◆ **WORK TO BE COMPLETED**
The response must reproduce every record below without alteration.

(Data excerpts)
=-=-=-=-=

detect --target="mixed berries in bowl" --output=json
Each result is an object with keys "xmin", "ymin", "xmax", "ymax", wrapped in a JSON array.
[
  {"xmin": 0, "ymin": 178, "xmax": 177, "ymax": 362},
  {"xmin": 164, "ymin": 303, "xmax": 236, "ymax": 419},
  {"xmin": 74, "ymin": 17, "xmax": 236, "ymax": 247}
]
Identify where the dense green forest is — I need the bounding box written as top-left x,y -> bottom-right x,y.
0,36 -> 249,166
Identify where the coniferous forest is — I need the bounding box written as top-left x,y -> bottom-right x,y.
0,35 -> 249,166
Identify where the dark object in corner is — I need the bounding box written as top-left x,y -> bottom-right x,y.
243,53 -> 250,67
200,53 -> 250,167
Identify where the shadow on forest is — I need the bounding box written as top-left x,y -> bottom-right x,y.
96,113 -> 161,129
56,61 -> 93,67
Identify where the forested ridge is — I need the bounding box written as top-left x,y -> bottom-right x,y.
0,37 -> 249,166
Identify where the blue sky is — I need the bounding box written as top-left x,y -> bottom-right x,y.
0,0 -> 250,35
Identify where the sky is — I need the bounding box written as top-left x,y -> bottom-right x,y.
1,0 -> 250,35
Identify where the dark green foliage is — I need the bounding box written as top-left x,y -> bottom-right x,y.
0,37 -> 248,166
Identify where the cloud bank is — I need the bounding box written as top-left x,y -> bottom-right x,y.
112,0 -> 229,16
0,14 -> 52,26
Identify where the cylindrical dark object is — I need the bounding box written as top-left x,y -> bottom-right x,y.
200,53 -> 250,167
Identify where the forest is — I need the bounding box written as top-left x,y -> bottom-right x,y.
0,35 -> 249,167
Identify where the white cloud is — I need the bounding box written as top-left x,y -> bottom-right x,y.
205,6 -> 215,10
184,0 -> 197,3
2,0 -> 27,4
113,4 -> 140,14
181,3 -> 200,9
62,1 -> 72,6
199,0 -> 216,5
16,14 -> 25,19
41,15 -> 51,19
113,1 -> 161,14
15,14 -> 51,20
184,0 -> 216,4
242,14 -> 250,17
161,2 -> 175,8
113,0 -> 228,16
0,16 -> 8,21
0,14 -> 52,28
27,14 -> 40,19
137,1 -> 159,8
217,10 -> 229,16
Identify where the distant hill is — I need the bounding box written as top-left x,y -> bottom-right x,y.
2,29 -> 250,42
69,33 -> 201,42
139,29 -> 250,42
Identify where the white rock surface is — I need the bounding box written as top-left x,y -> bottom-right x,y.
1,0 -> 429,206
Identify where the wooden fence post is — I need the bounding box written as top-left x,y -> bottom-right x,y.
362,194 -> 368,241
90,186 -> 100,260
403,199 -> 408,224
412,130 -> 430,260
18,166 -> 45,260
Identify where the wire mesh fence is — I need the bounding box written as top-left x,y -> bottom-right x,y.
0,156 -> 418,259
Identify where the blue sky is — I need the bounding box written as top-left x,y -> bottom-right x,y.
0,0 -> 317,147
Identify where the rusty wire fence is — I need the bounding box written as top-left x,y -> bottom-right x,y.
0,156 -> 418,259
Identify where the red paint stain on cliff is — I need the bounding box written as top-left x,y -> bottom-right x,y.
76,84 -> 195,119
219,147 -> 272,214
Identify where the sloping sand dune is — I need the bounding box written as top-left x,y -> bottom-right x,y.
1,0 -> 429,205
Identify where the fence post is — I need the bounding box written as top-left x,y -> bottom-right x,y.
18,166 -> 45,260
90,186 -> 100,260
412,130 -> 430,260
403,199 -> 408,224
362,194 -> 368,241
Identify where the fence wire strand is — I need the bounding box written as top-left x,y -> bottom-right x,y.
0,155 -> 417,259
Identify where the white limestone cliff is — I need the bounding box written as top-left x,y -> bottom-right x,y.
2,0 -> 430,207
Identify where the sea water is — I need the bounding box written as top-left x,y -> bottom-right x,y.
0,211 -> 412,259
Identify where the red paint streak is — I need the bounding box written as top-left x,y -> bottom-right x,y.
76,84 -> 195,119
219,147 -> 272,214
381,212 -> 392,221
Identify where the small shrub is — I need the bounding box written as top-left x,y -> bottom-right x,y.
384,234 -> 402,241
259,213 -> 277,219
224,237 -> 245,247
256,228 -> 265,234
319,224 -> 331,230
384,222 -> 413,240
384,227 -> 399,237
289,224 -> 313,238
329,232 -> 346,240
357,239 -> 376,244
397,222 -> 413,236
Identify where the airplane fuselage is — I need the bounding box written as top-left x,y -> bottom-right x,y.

=-=-=-=-=

◆ **TASK OUTPUT**
detect --target="mixed berries in bowl" --output=json
Each result is an object with keys "xmin", "ymin", "xmax", "ymax", wrapped in a JSON array.
[
  {"xmin": 0, "ymin": 178, "xmax": 177, "ymax": 362},
  {"xmin": 164, "ymin": 303, "xmax": 236, "ymax": 419},
  {"xmin": 74, "ymin": 17, "xmax": 236, "ymax": 247}
]
Identify where the dense green forest is — I need the bounding box written as top-left x,y -> bottom-right x,y.
0,36 -> 249,166
Identify where the coniferous forest is — I need the bounding box written as top-left x,y -> bottom-right x,y.
0,35 -> 249,166
Identify where the dark object in corner is — I need the bounding box written as top-left x,y -> bottom-right x,y.
243,53 -> 250,67
200,53 -> 250,167
Identify where the shadow on forest is — I need the bounding box written as top-left x,y -> bottom-right x,y.
96,113 -> 161,129
56,61 -> 93,67
Identify where the forested ridge is — I need the bounding box written as top-left x,y -> bottom-right x,y.
0,37 -> 249,166
Identify where the blue sky is — I need the bounding box written as top-left x,y -> bottom-right x,y.
0,0 -> 250,35
Identify where the sky is — I need the bounding box written as top-left x,y -> bottom-right x,y.
1,0 -> 250,35
Identify where the dark green foliage is — I need the bounding box written as top-left x,y -> bottom-right x,y.
0,37 -> 248,166
Identify where the cloud bank is — I need the bounding box written as top-left x,y -> bottom-right x,y.
112,0 -> 229,16
0,14 -> 52,26
Identify where the cylindrical dark object is — I need the bounding box written as top-left x,y -> bottom-right x,y.
200,53 -> 250,167
Identify where the forest is — I need the bounding box written as top-left x,y -> bottom-right x,y.
0,35 -> 249,167
Identify where the white cloud is — I need the bounding box written as top-left x,y -> bottom-right x,y.
205,6 -> 215,10
184,0 -> 197,3
2,0 -> 27,4
113,4 -> 140,14
181,3 -> 200,9
62,1 -> 72,6
199,0 -> 216,5
16,14 -> 25,19
41,15 -> 51,19
113,1 -> 161,14
15,14 -> 51,20
184,0 -> 216,4
242,14 -> 250,17
161,2 -> 175,8
113,0 -> 228,16
0,16 -> 8,21
0,14 -> 52,28
27,14 -> 40,19
137,1 -> 159,8
217,10 -> 229,16
Identify where the distant hill is — I need the bounding box written as top-left x,y -> bottom-right x,y.
2,29 -> 250,42
69,33 -> 201,42
139,29 -> 250,42
Identify where the white rock surface is — I need the bounding box written as top-left x,y -> bottom-right x,y.
1,0 -> 429,206
Identify where the wooden fence post is — I need the bounding box written as top-left x,y -> bottom-right x,y.
362,194 -> 368,241
90,186 -> 100,260
403,199 -> 408,224
412,130 -> 430,260
18,166 -> 45,260
Identify where the wire mesh fence is — I need the bounding box written as top-left x,y -> bottom-right x,y.
0,156 -> 418,259
Identify where the blue sky is — I need the bounding box written as top-left x,y -> bottom-right x,y.
0,0 -> 317,147
Identify where the rusty wire fence is — I need the bounding box written as top-left x,y -> bottom-right x,y.
0,156 -> 418,259
Identify where the red paint stain on cliff is — I need the bounding box written as top-left x,y -> bottom-right x,y.
76,84 -> 195,119
219,147 -> 272,214
Identify where the sloping sand dune is — I need the bounding box written as top-left x,y -> bottom-right x,y.
1,0 -> 429,205
Identify where the fence post is — I need the bounding box written as top-left x,y -> bottom-right x,y.
18,166 -> 45,260
90,186 -> 100,260
412,130 -> 430,260
403,199 -> 408,224
362,194 -> 368,241
Identify where the fence wire strand is — I need the bounding box written as top-left x,y -> bottom-right x,y.
0,155 -> 417,259
Identify where the white limestone cliff is — I need the bounding box written as top-left x,y -> bottom-right x,y.
2,0 -> 430,207
Identify where the sea water is — I need the bounding box written as top-left x,y -> bottom-right x,y.
0,211 -> 412,259
Identify where the red paint streak is — I need the bounding box written as top-left x,y -> bottom-right x,y.
76,84 -> 195,119
219,147 -> 272,214
381,212 -> 392,221
Identify where the small shrub is — I need the bounding box written as top-left x,y -> bottom-right x,y.
384,234 -> 402,241
259,213 -> 277,219
224,237 -> 245,247
256,228 -> 265,234
319,224 -> 331,230
384,222 -> 413,240
384,227 -> 399,237
289,224 -> 313,238
329,232 -> 346,240
357,239 -> 376,244
397,222 -> 413,236
Identify where the airplane fuselage is — I need the bounding box written as top-left x,y -> bottom-right x,y.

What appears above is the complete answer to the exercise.